**EXERCISE INSTRUCTIONS**. Extract every line from the entries below that contains the string "silver". Matching is case-sensitive.

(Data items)
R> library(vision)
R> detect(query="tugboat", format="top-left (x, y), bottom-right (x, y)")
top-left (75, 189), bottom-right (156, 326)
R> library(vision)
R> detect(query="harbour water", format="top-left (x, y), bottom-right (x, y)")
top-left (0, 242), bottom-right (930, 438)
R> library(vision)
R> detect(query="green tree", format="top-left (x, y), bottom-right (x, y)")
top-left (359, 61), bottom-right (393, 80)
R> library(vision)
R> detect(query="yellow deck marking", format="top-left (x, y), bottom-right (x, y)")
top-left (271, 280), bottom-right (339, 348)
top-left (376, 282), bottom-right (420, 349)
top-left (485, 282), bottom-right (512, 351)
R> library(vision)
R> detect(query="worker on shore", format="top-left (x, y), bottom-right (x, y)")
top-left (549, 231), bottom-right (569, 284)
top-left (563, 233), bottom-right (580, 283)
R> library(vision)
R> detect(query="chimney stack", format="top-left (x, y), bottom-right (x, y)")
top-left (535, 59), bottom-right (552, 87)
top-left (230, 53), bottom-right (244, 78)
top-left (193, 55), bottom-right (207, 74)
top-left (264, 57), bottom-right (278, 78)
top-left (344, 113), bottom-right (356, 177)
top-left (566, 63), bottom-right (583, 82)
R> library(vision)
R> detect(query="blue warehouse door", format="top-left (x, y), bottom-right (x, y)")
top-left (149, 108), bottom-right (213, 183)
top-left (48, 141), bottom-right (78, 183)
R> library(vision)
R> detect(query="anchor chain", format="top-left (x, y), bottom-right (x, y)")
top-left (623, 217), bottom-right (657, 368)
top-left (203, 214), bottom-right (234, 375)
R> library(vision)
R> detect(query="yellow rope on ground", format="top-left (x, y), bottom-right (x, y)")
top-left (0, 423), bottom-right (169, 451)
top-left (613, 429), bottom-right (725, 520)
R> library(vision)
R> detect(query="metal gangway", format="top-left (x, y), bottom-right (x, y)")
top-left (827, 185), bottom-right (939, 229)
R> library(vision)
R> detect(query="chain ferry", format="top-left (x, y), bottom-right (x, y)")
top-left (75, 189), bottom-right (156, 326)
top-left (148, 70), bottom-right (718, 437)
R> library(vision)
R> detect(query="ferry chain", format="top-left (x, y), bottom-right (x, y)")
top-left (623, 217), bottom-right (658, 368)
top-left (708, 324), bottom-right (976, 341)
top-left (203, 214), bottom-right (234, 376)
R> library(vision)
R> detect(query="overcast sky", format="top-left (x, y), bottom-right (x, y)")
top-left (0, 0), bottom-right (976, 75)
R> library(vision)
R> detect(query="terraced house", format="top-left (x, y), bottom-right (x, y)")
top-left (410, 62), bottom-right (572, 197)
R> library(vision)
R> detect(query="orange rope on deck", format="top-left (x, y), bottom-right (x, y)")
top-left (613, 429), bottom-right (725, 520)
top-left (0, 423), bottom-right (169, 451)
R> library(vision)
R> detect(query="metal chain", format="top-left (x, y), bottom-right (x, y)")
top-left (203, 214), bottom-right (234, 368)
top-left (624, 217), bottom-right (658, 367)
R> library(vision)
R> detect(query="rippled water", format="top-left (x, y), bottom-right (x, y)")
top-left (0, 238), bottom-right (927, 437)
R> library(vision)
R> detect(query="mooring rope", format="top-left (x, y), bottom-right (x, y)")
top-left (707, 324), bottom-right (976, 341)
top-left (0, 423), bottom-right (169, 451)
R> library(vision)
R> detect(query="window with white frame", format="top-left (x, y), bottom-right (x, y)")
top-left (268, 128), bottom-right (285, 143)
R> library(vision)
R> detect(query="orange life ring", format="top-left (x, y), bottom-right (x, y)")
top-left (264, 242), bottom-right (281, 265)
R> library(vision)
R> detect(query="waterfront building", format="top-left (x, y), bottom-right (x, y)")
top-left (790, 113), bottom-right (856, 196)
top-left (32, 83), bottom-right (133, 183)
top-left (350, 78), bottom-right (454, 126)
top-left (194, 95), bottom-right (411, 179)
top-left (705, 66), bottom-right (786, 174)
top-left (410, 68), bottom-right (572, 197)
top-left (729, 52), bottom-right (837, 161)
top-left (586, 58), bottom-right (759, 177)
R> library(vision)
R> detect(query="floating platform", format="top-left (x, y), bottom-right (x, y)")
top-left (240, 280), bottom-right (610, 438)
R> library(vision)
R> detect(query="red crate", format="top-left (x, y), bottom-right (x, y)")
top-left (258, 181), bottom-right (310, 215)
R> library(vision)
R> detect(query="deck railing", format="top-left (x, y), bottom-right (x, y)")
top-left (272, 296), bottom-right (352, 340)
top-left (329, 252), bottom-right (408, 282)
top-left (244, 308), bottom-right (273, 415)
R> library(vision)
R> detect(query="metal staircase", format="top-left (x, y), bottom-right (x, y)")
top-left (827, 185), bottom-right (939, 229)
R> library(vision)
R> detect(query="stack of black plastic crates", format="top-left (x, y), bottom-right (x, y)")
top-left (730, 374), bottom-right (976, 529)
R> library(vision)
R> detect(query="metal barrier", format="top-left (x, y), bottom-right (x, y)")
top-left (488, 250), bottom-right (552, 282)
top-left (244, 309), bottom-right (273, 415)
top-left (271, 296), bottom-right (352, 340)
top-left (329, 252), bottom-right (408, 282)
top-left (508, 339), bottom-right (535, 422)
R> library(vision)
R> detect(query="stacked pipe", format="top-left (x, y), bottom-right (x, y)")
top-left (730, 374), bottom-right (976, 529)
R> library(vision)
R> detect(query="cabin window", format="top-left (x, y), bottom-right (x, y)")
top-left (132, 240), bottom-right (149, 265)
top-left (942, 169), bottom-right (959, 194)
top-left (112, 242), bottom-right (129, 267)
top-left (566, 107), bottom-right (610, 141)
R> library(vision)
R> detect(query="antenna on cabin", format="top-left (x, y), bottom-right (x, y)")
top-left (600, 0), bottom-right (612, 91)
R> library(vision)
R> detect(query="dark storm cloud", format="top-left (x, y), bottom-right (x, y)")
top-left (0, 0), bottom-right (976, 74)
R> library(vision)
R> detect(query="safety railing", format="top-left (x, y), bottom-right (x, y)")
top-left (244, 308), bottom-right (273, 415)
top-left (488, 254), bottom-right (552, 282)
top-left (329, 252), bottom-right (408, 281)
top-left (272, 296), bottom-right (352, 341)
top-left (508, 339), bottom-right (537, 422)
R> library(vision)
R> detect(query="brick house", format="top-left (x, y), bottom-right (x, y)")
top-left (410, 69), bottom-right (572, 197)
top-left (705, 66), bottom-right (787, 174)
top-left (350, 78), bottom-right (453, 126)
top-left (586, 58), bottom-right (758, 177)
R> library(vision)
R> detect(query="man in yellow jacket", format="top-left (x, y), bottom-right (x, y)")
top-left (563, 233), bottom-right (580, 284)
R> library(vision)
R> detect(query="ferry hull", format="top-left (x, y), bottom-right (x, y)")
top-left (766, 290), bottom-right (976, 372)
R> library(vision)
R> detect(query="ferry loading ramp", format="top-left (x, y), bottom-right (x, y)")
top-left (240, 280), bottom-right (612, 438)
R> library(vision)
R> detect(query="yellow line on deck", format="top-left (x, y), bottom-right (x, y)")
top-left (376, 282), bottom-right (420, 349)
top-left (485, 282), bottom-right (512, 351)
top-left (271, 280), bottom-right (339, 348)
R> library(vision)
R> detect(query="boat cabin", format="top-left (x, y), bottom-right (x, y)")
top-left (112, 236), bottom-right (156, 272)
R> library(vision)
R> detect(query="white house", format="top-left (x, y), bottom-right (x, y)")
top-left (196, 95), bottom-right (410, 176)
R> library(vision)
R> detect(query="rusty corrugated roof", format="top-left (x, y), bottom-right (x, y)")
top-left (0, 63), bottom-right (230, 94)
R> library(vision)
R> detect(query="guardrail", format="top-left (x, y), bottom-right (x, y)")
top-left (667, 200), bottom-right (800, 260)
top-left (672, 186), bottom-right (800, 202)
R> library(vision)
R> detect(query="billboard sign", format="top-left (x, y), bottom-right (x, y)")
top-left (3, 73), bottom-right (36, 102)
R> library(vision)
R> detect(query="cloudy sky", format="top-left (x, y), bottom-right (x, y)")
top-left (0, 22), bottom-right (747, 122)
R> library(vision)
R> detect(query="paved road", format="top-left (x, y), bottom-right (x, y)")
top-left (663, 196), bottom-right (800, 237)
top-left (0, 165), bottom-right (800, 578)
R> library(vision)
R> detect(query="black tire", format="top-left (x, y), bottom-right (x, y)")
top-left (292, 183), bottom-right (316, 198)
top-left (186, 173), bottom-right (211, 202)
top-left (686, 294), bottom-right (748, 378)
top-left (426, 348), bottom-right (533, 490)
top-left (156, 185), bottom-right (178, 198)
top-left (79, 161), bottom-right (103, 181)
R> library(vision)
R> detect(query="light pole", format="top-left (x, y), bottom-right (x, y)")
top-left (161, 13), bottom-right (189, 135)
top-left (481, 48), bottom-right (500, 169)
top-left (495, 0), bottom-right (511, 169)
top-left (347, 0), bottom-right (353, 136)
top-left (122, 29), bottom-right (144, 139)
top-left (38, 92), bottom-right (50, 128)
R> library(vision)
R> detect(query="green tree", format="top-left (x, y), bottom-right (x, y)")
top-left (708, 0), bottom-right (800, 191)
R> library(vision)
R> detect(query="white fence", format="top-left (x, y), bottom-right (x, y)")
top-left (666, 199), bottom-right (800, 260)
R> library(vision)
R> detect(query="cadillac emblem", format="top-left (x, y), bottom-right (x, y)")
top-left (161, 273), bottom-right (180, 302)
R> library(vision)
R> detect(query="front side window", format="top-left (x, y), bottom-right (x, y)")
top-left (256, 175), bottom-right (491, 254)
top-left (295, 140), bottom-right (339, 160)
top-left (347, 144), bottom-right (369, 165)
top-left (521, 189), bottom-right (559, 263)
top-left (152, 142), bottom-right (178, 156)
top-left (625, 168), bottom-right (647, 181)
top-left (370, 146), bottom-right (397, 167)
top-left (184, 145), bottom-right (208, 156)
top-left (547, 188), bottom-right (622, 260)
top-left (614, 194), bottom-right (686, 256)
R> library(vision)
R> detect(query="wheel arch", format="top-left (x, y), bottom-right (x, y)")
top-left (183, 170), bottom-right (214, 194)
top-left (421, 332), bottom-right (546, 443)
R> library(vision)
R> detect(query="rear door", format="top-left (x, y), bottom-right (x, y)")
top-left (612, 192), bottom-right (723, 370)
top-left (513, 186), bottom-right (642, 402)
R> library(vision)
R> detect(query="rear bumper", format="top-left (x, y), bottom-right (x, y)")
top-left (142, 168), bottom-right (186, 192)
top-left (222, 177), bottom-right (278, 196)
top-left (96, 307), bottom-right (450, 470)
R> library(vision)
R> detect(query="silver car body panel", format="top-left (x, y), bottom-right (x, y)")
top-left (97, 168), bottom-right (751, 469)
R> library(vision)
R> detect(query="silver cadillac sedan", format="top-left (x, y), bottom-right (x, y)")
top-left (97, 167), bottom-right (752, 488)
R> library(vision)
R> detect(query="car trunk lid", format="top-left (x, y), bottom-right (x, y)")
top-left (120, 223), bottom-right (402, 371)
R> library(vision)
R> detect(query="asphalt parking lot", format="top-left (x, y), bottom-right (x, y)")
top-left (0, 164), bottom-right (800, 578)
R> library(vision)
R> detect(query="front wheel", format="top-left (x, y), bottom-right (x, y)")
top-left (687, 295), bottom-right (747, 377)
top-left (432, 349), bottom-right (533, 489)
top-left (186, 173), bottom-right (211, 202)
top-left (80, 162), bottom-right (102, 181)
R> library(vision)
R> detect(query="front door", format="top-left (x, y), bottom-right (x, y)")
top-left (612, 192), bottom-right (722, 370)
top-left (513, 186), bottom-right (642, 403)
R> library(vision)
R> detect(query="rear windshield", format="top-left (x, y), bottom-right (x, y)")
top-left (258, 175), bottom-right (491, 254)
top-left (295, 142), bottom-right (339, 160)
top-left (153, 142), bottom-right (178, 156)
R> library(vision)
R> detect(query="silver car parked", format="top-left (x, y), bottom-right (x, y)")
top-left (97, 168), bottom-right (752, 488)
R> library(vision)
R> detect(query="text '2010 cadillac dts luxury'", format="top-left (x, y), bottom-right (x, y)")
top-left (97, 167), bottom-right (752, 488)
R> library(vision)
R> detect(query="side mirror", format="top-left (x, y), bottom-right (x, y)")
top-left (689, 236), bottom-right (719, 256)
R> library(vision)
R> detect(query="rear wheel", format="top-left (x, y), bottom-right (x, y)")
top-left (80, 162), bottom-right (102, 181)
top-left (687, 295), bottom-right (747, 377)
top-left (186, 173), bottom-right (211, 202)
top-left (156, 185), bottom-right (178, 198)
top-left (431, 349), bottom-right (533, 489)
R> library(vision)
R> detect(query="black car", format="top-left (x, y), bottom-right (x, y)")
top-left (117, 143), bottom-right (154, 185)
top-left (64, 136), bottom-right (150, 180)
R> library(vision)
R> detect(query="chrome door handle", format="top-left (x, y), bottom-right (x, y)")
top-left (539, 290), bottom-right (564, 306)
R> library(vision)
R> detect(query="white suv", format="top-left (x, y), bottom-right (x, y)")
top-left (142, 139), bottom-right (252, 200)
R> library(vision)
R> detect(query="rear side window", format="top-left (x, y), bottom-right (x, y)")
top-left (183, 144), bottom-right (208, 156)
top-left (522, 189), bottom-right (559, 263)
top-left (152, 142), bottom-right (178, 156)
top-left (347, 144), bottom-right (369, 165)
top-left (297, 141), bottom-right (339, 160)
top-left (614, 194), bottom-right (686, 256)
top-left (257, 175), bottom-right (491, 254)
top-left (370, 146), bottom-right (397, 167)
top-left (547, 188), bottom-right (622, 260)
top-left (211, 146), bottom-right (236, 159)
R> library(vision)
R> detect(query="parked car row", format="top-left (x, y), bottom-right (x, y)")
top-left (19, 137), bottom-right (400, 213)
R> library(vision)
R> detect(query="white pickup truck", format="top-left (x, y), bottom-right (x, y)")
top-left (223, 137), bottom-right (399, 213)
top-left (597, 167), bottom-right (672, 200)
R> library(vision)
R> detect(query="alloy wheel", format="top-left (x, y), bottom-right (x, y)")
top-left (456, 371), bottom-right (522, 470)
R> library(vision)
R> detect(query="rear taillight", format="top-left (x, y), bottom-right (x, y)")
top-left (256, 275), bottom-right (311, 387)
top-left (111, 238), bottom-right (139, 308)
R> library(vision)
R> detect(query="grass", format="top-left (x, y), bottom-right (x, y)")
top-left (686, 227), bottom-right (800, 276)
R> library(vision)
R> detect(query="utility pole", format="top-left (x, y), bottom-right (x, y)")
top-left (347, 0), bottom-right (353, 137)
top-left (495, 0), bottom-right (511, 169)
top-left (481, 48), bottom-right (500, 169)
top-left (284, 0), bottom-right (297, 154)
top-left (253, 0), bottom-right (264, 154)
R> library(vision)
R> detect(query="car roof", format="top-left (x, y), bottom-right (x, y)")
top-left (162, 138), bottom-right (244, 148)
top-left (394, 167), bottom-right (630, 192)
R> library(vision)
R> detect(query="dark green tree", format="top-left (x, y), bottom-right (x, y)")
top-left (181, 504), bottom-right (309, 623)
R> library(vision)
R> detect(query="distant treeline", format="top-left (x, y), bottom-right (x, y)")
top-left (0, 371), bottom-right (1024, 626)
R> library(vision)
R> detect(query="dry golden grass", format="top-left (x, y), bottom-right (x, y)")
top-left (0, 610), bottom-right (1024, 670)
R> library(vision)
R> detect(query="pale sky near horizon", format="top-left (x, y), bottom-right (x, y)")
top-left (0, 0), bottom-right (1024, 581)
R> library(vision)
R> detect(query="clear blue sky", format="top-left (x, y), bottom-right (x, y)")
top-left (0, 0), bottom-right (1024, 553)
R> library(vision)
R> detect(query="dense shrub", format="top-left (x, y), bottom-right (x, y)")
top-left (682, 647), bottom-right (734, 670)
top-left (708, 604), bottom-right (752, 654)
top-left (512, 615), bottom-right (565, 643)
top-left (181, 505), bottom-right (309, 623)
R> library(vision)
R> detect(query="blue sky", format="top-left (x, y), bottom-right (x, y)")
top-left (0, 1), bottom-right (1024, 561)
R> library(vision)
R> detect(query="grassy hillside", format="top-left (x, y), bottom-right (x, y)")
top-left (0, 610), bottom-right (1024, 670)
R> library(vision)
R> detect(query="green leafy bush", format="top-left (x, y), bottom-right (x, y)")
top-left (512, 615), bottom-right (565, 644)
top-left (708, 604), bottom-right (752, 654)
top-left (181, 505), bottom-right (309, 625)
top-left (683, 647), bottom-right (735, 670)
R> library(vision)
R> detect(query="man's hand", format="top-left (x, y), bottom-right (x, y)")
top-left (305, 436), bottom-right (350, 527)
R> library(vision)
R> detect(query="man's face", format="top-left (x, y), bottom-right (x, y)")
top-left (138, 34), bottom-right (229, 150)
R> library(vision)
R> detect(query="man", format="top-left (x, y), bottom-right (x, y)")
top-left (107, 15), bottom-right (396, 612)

**RESPONSE TO THIS TASK**.
R> detect(query="silver car body panel", format="top-left (x, y), bottom-right (x, y)")
R> detect(query="silver cadillac sedan", format="top-left (x, y), bottom-right (x, y)")
R> detect(query="silver car parked", format="top-left (x, y), bottom-right (x, y)")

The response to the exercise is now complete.